**PARTS OF THE EXERCISE:**
a: Substitute "major driver" for "key driver" while reproducing the Red CentreNATS text, covering everything from "The festival is" down to "to the region.".
b: Proceed with the article on the Red CentreNATS festival, writing on from its final sentence.

**DOCUMENT TEXT:**
_ _ _ _

- Genre: Car festival
- Date: September
- Frequency: Annually
- Location: Alice Springs
- Country: Australia
- Inaugurated: 2015; 11 years ago
- Attendance: 10,000 + (2015)
- Website: https://redcentrenats.com.au/

= Red CentreNATS =

Annual event in Alice Springs, Australia

Red CentreNATS is an annual event that takes place in the Alice Springs in September. It began in 2015 and is ongoing. The car enthusiast festival involves an annual street parade, burnout competitions, dirt drag-racing, motorbike rides and several competitions for both attendees and vehicles.

The festival is co-run by Car Festivals Pty Ltd, the owners of Summernats, and the Northern Territory Major Events Company (NTMEC). It has become a key driver for the town's economy, boosting tourism to the region.

The event is reported to have the only permit in Australia to allow unregistered and highly modified vehicles to be driven on public roads for its street parade.

== History ==
The first Red CentreNATS in 2015 had 300 entrants.

More than 900 cars competed in events during the 2021 festival.

_ _ _ _

**Labeled area outline entries:**
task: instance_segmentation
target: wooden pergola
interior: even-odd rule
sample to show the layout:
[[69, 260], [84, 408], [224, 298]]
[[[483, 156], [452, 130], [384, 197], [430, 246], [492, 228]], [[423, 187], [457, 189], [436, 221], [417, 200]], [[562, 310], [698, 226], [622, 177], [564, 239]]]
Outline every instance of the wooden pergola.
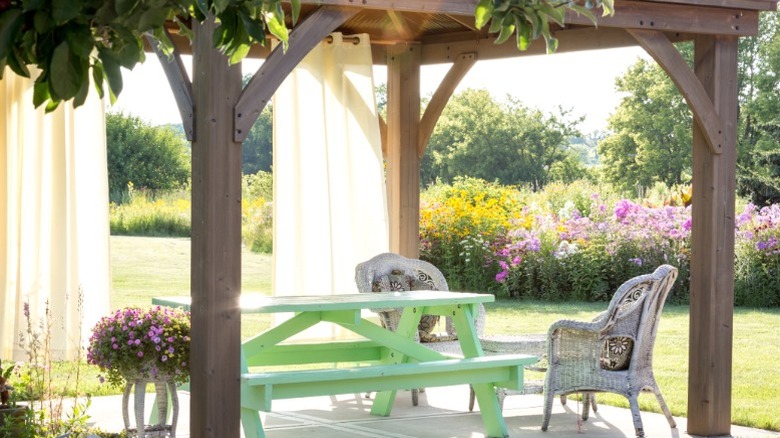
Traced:
[[[214, 24], [196, 25], [192, 46], [175, 38], [174, 62], [163, 62], [192, 141], [193, 437], [240, 434], [241, 143], [297, 63], [331, 32], [370, 36], [374, 62], [388, 71], [387, 119], [380, 125], [391, 248], [417, 257], [420, 157], [456, 86], [478, 60], [545, 52], [543, 41], [526, 52], [511, 39], [495, 45], [494, 36], [474, 27], [477, 0], [302, 3], [289, 49], [254, 53], [266, 60], [244, 90], [241, 66], [228, 66], [212, 47]], [[693, 112], [692, 435], [729, 435], [731, 428], [737, 41], [757, 33], [760, 11], [776, 8], [776, 0], [616, 0], [615, 15], [599, 18], [597, 27], [568, 14], [566, 26], [554, 31], [559, 52], [642, 46]], [[673, 45], [683, 40], [694, 43], [693, 69]], [[190, 50], [191, 83], [178, 56]], [[452, 67], [420, 117], [420, 68], [440, 63]]]

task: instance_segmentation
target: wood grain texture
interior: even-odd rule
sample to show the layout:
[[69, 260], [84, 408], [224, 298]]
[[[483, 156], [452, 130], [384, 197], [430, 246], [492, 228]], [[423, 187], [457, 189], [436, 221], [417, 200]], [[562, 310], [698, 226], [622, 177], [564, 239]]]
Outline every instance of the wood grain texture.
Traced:
[[723, 152], [695, 122], [687, 432], [716, 436], [731, 429], [737, 39], [698, 37], [695, 72], [723, 121]]
[[190, 432], [194, 438], [238, 438], [241, 143], [233, 141], [232, 113], [241, 64], [229, 66], [212, 47], [214, 28], [213, 21], [195, 27], [193, 59]]
[[388, 48], [387, 207], [390, 250], [409, 258], [420, 252], [420, 45]]

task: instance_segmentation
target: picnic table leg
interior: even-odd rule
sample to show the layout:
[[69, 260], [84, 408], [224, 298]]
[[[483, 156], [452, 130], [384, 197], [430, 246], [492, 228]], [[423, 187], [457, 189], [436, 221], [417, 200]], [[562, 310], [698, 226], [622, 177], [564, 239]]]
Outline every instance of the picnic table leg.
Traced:
[[[475, 309], [473, 306], [460, 306], [453, 315], [455, 330], [458, 333], [460, 348], [464, 357], [484, 356], [482, 345], [477, 337], [474, 326]], [[501, 413], [501, 405], [498, 402], [496, 388], [490, 383], [478, 383], [472, 385], [474, 394], [479, 403], [479, 411], [482, 414], [482, 423], [489, 437], [508, 437], [509, 430], [506, 427], [504, 416]]]
[[[241, 374], [249, 371], [244, 346], [241, 348]], [[241, 426], [244, 428], [245, 438], [265, 438], [263, 422], [260, 420], [260, 411], [257, 400], [254, 403], [249, 401], [253, 399], [250, 389], [245, 383], [241, 383]], [[246, 405], [254, 405], [247, 407]]]
[[[417, 332], [417, 326], [420, 324], [422, 313], [419, 308], [406, 308], [398, 321], [398, 327], [395, 333], [414, 342], [414, 334]], [[384, 363], [406, 363], [409, 358], [403, 354], [396, 354], [393, 357], [387, 357]], [[411, 389], [411, 388], [410, 388]], [[374, 404], [371, 406], [371, 415], [387, 417], [393, 410], [393, 402], [397, 391], [382, 391], [377, 393]]]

_ _ _ _

**THE RESULTS:**
a:
The festival is co-run by Car Festivals Pty Ltd, the owners of Summernats, and the Northern Territory Major Events Company (NTMEC). It has become a major driver for the town's economy, boosting tourism to the region.

b:
In 2022, there were 1,043 entrants with more than 10,000 attendees. The travelling Mulletfest competition, as well as a round of the Top Fuel Championship were added to the program. The festival also invited more than 20 indigenous school students and community members to restore and decorate a collection of vehicles.

2023 saw a substantial drop in entrants, with approximately 600 vehicles entering.

The festival was reported to have generated $6.79 million in expenditure stimulus for the Northern Territory in 2024. With $5.1 million included as new money directly into Alice Springs. There were more than 800 cars and motorbikes who took part with more than 10,000 attendances recorded. The festival also delivered 14,284 visitor nights, filling hotels and accommodation across the town.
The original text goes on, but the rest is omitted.